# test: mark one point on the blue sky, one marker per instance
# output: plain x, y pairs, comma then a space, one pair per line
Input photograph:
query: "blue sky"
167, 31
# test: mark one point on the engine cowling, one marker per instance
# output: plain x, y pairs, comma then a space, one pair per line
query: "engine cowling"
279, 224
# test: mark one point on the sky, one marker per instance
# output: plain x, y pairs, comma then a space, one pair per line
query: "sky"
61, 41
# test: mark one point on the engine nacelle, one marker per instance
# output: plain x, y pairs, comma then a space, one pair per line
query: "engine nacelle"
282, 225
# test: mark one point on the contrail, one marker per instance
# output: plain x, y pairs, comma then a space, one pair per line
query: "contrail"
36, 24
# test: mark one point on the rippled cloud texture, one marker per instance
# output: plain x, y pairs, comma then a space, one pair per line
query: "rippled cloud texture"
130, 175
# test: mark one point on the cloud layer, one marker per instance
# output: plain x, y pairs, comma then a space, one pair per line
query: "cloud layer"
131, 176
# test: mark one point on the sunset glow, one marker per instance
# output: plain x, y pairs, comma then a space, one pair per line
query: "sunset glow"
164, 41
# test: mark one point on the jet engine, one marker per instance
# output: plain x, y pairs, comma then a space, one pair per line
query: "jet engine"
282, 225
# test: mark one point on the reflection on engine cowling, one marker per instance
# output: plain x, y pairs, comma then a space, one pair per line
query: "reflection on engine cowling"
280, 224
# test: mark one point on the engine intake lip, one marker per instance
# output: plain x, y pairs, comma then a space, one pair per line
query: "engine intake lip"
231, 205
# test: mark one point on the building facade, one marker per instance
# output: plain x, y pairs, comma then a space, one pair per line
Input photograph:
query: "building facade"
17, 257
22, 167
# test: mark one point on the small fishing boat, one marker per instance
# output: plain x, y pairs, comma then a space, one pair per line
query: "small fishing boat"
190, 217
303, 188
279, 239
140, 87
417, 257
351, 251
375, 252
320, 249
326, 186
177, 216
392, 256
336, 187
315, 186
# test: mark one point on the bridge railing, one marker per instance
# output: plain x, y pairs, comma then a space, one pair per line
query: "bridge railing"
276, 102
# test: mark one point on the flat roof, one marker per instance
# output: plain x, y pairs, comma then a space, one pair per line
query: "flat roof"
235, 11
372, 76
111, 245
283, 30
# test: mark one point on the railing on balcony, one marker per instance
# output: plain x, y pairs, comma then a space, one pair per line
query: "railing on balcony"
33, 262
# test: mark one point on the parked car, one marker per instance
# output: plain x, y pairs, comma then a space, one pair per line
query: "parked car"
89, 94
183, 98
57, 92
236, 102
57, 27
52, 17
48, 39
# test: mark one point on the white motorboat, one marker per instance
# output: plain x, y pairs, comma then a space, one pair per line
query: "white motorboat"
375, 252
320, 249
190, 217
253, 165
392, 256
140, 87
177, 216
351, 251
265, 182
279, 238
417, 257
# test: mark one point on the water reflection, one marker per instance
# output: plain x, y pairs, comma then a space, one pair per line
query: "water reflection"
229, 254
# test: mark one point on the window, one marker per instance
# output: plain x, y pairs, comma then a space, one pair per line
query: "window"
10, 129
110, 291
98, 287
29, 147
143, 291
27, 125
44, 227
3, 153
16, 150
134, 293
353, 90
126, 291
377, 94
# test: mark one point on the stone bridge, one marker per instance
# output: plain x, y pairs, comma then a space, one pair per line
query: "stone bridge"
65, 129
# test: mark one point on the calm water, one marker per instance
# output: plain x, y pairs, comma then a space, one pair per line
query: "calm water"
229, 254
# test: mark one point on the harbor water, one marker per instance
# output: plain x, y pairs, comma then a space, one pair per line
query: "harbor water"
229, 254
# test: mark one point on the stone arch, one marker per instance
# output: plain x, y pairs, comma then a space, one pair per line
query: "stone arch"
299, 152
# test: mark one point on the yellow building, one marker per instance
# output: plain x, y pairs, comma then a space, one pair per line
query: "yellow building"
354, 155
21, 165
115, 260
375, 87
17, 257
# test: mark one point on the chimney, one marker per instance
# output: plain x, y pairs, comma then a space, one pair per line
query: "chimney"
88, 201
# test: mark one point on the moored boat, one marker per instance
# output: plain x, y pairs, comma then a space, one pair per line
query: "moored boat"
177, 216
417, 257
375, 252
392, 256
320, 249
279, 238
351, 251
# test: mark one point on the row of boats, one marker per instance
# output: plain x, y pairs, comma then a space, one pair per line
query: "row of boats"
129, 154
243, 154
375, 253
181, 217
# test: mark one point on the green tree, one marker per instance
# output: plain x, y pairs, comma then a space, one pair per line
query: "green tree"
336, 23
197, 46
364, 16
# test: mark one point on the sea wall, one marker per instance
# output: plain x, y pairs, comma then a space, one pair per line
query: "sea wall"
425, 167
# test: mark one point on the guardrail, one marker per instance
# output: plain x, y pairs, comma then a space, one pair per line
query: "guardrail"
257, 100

----

TASK STATEMENT —
Please reproduce every line of the material word for word.

WRITTEN SOLUTION —
# test: mark one point on the blue sky, one marker per instance
# output: plain x, y pairs, comma then a space, one pair per line
Input photograph:
query: "blue sky"
167, 31
# test: mark one point on the engine cowling, one marker per instance
# output: plain x, y pairs, comma then a space, one pair per line
query: "engine cowling"
279, 224
# test: mark one point on the sky, one marker per instance
# output: plain x, y pairs, comma then a space, one pair per line
query: "sky"
61, 41
# test: mark one point on the engine nacelle, one marker per instance
# output: plain x, y pairs, comma then a space, one pair per line
query: "engine nacelle"
282, 225
# test: mark one point on the contrail, one marker per instance
# output: plain x, y pairs, comma then a space, one pair per line
query: "contrail"
36, 24
# test: mark one point on the rippled cloud texture, one marker per instance
# output: plain x, y pairs, comma then a space, one pair per line
query: "rippled cloud texture"
130, 175
# test: mark one point on the cloud layer, one marker per instance
# output: plain x, y pairs, comma then a space, one pair per line
query: "cloud layer"
131, 176
# test: mark one point on the sunset glow, one marker per instance
# output: plain x, y pairs, comma then a space, one pair per line
query: "sunset glow"
164, 41
# test: mark one point on the jet engine, one marker per instance
# output: plain x, y pairs, comma then a space, one pair per line
query: "jet engine"
282, 225
# test: mark one point on the reflection on engine cowling, one marker per instance
# output: plain x, y pairs, comma then a space, one pair per line
query: "reflection on engine cowling"
280, 224
# test: mark one point on the engine intake lip, one marker per instance
# output: plain x, y pairs, comma then a space, one pair per line
query: "engine intake lip"
231, 205
# test: mark one point on the building facade, one marker per instance
# output: plain x, y pairs, comma then a space, one pair per line
Input photograph:
query: "building facade"
17, 257
22, 167
# test: mark one point on the small fishing boat, one marker per instance
# output: plain x, y pairs, comma then a space, one pair per line
query: "small fishing boat"
190, 217
303, 188
279, 239
140, 87
417, 257
351, 251
375, 252
320, 249
326, 186
177, 216
392, 256
336, 187
315, 186
# test: mark one point on the bridge railing, one marker per instance
# output: plain x, y pairs, comma then a space, one pair per line
query: "bridge railing"
276, 102
# test: mark one point on the flat roof, one marker per instance
# output: plain x, y pairs, comma then a space, one pair per line
query: "flat roof"
235, 11
372, 76
111, 245
283, 30
# test: mark one point on the railing on balcony, one marker per instance
# output: plain x, y pairs, comma then a space, one pair per line
query: "railing on balcony"
33, 262
# test: mark one point on the parked car, one marker per instance
# output: plain x, y pairs, comma then a space, one pair per line
query: "parked car"
89, 94
183, 98
57, 92
236, 102
57, 27
52, 17
48, 39
# test: mark one point on the white motorboat, one marker per instance
# output: plain x, y pairs, comma then a space, one pair per line
query: "white motorboat"
375, 252
320, 249
190, 217
253, 165
392, 256
140, 87
177, 216
351, 251
265, 182
279, 238
417, 257
# test: mark one point on the water reflection, one marker per instance
# output: plain x, y pairs, comma then a space, one pair per line
query: "water reflection"
229, 254
# test: mark one point on the window, one marker per instance
# output: plain x, y pairs, comma then a space, one pair per line
query: "window"
10, 129
110, 291
98, 287
29, 147
143, 291
27, 125
44, 227
3, 153
16, 150
134, 293
353, 90
126, 291
377, 94
# test: mark one point on the stone bridge, one marker per instance
# output: plain x, y pairs, comma then a space, one pair per line
query: "stone bridge"
65, 129
# test: mark one point on the calm water, one marker per instance
# output: plain x, y pairs, comma then a space, one pair per line
query: "calm water"
229, 254
# test: mark one point on the harbor water, one marker per instance
# output: plain x, y pairs, comma then a space, one pair per line
query: "harbor water"
229, 254
# test: mark one point on the stone arch, one marker per instance
# output: plain x, y pairs, comma then a space, one pair per line
query: "stone arch"
299, 152
# test: mark one point on the yellow building, one marker per instance
# output: plain x, y pairs, comma then a space, one pair per line
query: "yellow building"
354, 155
21, 165
115, 260
375, 87
17, 257
# test: mark one point on the chimney, one marker per instance
# output: plain x, y pairs, comma then a space, one pair per line
query: "chimney"
88, 201
# test: mark one point on the moored boat, one marker per instance
# output: plain x, y pairs, comma then a space, one pair per line
query: "moored boat"
177, 216
417, 257
375, 252
392, 256
320, 249
279, 238
351, 251
# test: mark one point on the row of boats, one marker per instance
# output: plain x, y pairs, comma then a space, one pair per line
query: "row of boats"
129, 154
243, 154
375, 253
181, 217
# test: mark one point on the green tree, one marker per instance
# output: plain x, y pairs, comma then a space, one pair per line
query: "green tree"
336, 23
197, 46
364, 16
# test: mark one point on the sea wall, one marker per instance
# output: plain x, y pairs, comma then a space, one pair per line
query: "sea wall"
425, 167
# test: mark one point on the guardrail, one marker per instance
# output: plain x, y pairs, comma then a space, one pair per line
query: "guardrail"
257, 100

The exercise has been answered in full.